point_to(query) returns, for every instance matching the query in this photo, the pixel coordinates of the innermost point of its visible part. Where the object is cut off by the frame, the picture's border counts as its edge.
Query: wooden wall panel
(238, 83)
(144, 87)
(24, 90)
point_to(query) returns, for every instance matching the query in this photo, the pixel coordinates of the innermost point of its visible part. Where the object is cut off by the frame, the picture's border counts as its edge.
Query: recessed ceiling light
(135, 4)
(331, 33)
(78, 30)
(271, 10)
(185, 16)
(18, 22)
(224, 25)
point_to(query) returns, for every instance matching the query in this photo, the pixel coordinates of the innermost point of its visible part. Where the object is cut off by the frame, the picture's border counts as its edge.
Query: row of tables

▸ TRAVAIL À RÉALISER:
Réécrivez toutes les lignes des items ci-dessus, requêtes comprises, en mettant à l'échelle chaque coordonnée figurant dans les réponses : multipliez-la par 1,85, puis arrondissez à l'entier le plus proche, les demis étant arrondis vers le haut.

▸ RÉSULTAT DE LA TÂCHE:
point_to(query) returns, for every instance matching the query in this photo, the pixel coordinates of the innermost point of its visible part. Where the object is cut off by the frame, the picture's border counts as its edge.
Query: wooden wall panel
(440, 154)
(266, 161)
(44, 167)
point_to(query) returns, for every instance matching the query in this photo, the pixel coordinates of the innermost point of its visible part. Where the object is cut off by the frame, the picture's border counts as its edge.
Query: recessed ceiling light
(250, 7)
(612, 61)
(144, 56)
(501, 19)
(342, 30)
(33, 41)
(414, 46)
point_to(query) returns, for every instance matching the query in this photo, the pixel coordinates of the innermost point of its visible part. Where the object is cut off by the frame, the picture's border counts as its edge.
Query: row of tables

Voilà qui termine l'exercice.